▶ **To be done**: Switch every "ring rule" to "fill rule" in the entries below and reproduce them with nothing else altered. Omit the pictures from your output.

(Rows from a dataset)
·····
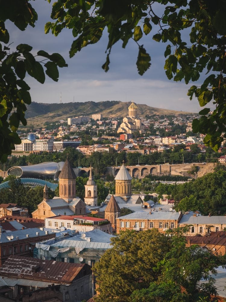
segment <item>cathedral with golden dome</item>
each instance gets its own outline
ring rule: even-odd
[[[132,133],[138,130],[140,133],[145,132],[144,125],[140,117],[137,116],[137,107],[132,101],[128,107],[129,115],[124,118],[123,121],[117,131],[118,133],[124,132],[127,134]]]

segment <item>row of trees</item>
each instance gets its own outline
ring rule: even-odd
[[[93,269],[99,293],[95,301],[212,301],[217,291],[210,275],[224,257],[197,245],[186,247],[187,230],[171,230],[171,236],[155,229],[126,231],[112,238],[113,247]]]
[[[160,184],[156,187],[160,195],[167,194],[175,201],[176,210],[198,210],[202,214],[226,214],[226,171],[217,166],[215,172],[183,184]]]

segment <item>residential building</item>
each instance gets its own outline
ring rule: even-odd
[[[98,113],[92,114],[92,118],[94,120],[101,120],[103,119],[103,115],[101,113]]]
[[[56,237],[53,240],[39,243],[36,245],[34,257],[50,260],[53,257],[57,261],[80,263],[92,265],[98,261],[105,252],[111,249],[111,239],[115,236],[98,229],[81,233],[67,231],[69,235]]]
[[[199,213],[191,211],[183,215],[180,221],[180,227],[190,226],[188,235],[202,236],[212,232],[221,231],[226,228],[226,217],[224,216],[201,216]]]
[[[54,151],[64,150],[67,147],[77,148],[81,143],[80,141],[63,140],[61,142],[54,142],[53,149]]]
[[[117,233],[126,230],[141,231],[153,228],[164,233],[167,230],[177,228],[182,216],[181,213],[152,212],[151,210],[134,212],[116,218]]]
[[[53,233],[37,228],[3,232],[0,227],[0,266],[11,255],[30,257],[36,242],[55,237]]]
[[[58,178],[59,196],[49,199],[46,185],[43,200],[38,205],[38,209],[32,213],[33,218],[44,219],[60,215],[86,214],[86,204],[76,196],[76,176],[67,158]]]
[[[132,101],[128,107],[129,115],[124,118],[123,121],[117,131],[118,133],[124,132],[131,134],[137,130],[140,133],[145,132],[145,126],[140,118],[137,116],[138,109],[137,105]]]
[[[71,125],[89,123],[89,117],[86,115],[77,116],[75,117],[69,117],[67,119],[67,124]]]
[[[80,232],[96,229],[110,233],[111,224],[106,219],[79,215],[60,215],[45,218],[45,226],[51,230],[67,229]]]
[[[91,267],[85,263],[14,255],[0,268],[0,286],[10,287],[10,296],[22,302],[49,301],[56,297],[63,302],[74,302],[93,295]]]

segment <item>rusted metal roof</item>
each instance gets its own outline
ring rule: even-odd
·····
▶ **Answer to the problem**:
segment <item>cathedral with golden dome</item>
each instance gets its own outline
fill rule: even-odd
[[[132,133],[138,130],[140,133],[145,132],[144,125],[140,117],[137,116],[137,107],[132,101],[128,107],[129,115],[124,118],[123,121],[117,131],[118,133],[124,132],[127,134]]]

segment <item>row of trees</item>
each instance gets its own outline
fill rule: even-odd
[[[93,269],[99,293],[95,301],[212,301],[217,291],[210,275],[224,257],[197,245],[186,247],[187,230],[171,230],[171,236],[155,229],[126,231],[112,238],[113,247]]]
[[[160,184],[156,187],[160,195],[167,194],[175,201],[176,210],[198,210],[202,214],[226,214],[226,171],[217,166],[215,172],[183,184]]]

segment <item>residential building</item>
each instance gets its own outline
fill rule: even-odd
[[[98,113],[92,114],[92,118],[94,120],[101,120],[103,119],[103,115],[101,113]]]
[[[56,237],[53,240],[39,243],[36,245],[34,257],[50,260],[53,257],[57,261],[80,263],[92,265],[98,261],[105,252],[111,249],[111,239],[115,236],[98,229],[81,233],[67,231],[69,235]]]
[[[199,213],[191,211],[183,215],[180,221],[180,227],[190,226],[188,235],[202,236],[212,232],[221,231],[226,228],[226,217],[224,216],[201,216]]]
[[[54,151],[64,150],[67,147],[77,148],[81,143],[80,141],[63,140],[61,142],[54,142],[53,149]]]
[[[117,233],[126,230],[141,231],[153,228],[164,233],[167,230],[177,228],[182,216],[181,213],[152,212],[151,210],[134,212],[116,218]]]
[[[53,233],[37,228],[3,232],[0,227],[0,266],[11,255],[30,257],[36,242],[55,237]]]
[[[58,178],[59,196],[49,199],[46,185],[43,200],[38,205],[38,209],[32,213],[33,218],[44,219],[60,215],[86,214],[86,204],[76,196],[76,176],[67,158]]]
[[[132,101],[128,107],[129,115],[124,118],[123,121],[117,131],[118,133],[124,132],[131,134],[137,130],[140,133],[145,132],[145,126],[140,118],[137,116],[138,109],[137,105]]]
[[[71,125],[89,123],[89,117],[86,115],[77,116],[75,117],[69,117],[67,119],[67,124]]]
[[[80,232],[96,229],[110,233],[111,224],[106,219],[79,215],[60,215],[45,218],[45,226],[51,230],[67,229]]]
[[[91,267],[85,263],[14,255],[0,268],[0,286],[10,287],[10,296],[22,302],[49,301],[56,297],[63,302],[74,302],[93,295]]]

segment <item>rusted metal roof</item>
each instance gets its own outline
fill rule: even-odd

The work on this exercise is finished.